● **AIM OF THE TASK**: Whenever a line in the data below includes the string "riverbank", copy it out.

(Records drawn from a dataset)
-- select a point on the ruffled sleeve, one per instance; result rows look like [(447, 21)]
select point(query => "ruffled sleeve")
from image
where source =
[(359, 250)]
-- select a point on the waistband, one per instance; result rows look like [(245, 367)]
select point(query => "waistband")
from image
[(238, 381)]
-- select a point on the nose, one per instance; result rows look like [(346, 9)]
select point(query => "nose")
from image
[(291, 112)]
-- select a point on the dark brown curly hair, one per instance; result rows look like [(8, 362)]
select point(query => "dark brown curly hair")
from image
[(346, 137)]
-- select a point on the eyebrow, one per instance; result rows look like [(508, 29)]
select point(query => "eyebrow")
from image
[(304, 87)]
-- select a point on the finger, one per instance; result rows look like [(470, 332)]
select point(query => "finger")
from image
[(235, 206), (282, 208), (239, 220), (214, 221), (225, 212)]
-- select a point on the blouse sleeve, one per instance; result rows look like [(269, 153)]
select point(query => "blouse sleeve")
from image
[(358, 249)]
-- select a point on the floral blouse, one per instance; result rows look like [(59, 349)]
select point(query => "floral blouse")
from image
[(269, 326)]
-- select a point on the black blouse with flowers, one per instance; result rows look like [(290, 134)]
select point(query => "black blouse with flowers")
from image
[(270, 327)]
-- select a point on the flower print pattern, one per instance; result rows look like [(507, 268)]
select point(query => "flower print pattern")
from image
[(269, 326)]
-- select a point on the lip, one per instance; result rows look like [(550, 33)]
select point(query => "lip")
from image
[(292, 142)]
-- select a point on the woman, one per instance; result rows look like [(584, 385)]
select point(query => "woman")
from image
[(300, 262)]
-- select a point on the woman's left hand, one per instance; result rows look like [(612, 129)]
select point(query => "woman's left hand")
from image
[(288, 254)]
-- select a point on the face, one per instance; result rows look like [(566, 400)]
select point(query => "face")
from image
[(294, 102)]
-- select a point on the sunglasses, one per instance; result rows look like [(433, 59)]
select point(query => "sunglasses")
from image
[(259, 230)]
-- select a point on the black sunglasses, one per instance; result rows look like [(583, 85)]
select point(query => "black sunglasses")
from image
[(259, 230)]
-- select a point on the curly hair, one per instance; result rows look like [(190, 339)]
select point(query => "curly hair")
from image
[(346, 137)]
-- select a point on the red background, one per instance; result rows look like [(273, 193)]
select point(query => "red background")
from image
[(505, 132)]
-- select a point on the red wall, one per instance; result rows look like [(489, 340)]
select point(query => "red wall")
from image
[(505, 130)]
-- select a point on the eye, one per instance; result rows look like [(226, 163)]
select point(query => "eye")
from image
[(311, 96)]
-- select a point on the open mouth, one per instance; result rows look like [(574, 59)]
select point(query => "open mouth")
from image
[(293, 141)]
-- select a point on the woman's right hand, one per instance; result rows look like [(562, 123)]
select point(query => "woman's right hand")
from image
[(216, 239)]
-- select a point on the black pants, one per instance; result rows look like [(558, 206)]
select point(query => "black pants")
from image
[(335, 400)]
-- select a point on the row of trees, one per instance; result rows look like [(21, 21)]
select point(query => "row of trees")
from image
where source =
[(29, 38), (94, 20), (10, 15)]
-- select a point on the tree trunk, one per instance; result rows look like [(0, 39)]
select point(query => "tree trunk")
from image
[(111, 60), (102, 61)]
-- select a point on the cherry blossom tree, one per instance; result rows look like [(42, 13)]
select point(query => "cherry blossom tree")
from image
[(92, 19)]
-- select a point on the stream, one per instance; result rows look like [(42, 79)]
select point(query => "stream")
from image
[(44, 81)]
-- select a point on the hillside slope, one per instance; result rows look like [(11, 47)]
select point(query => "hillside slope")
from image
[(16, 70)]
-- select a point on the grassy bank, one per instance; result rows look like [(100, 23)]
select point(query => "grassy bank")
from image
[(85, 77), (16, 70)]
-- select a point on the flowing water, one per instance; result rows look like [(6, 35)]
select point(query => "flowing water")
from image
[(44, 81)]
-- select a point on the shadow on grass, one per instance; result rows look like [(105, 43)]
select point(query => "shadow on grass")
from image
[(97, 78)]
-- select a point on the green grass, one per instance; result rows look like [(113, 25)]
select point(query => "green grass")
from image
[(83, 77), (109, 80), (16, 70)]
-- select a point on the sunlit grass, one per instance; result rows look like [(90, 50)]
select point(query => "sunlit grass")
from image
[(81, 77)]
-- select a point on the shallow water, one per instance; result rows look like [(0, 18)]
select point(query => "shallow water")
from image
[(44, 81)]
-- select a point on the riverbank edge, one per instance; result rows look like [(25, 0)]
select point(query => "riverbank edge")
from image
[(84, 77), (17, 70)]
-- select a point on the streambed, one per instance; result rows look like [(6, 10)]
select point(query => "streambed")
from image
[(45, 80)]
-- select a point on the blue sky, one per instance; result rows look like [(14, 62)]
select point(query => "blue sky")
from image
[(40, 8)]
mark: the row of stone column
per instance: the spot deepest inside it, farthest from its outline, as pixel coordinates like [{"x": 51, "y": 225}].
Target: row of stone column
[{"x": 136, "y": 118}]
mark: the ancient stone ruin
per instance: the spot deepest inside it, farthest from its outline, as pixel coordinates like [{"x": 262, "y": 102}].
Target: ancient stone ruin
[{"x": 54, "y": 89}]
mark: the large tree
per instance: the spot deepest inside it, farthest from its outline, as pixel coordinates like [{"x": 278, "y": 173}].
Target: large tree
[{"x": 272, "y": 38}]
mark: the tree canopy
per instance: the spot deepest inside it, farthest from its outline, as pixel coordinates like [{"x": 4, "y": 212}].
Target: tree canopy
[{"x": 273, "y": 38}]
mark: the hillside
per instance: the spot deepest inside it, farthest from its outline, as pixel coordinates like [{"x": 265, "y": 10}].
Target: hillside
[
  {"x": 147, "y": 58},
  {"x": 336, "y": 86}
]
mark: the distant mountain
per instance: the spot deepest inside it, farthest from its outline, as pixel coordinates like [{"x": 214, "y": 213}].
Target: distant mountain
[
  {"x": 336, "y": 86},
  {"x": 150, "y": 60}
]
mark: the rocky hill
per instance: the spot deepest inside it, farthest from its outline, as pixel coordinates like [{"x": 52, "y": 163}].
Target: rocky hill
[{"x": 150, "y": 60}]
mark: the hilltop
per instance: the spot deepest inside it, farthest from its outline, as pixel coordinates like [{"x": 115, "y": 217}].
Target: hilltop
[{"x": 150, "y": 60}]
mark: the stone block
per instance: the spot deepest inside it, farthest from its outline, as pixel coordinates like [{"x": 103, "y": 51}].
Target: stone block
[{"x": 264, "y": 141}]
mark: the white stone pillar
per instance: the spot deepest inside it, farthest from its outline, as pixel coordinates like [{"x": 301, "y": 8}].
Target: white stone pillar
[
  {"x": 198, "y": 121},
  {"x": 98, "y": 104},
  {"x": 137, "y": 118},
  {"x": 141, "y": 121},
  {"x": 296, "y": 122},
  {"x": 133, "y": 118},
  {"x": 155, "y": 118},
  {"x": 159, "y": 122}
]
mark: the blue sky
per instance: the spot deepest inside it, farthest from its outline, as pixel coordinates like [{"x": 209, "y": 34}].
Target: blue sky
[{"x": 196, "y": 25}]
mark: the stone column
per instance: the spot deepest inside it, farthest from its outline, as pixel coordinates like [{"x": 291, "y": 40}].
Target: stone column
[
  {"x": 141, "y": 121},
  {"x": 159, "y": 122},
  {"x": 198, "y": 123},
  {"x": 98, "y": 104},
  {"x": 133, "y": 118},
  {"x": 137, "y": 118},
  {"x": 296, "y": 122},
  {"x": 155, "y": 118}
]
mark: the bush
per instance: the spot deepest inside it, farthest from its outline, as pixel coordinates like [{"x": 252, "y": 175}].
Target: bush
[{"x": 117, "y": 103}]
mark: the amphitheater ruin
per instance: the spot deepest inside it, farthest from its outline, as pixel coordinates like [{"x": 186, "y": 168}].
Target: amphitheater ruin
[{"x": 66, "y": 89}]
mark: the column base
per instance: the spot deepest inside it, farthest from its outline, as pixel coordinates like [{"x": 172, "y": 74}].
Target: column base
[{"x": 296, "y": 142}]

● **ANSWER SECTION**:
-- select a point on the riverbank edge, one per instance; result rows look like [(25, 0)]
select point(query => "riverbank edge")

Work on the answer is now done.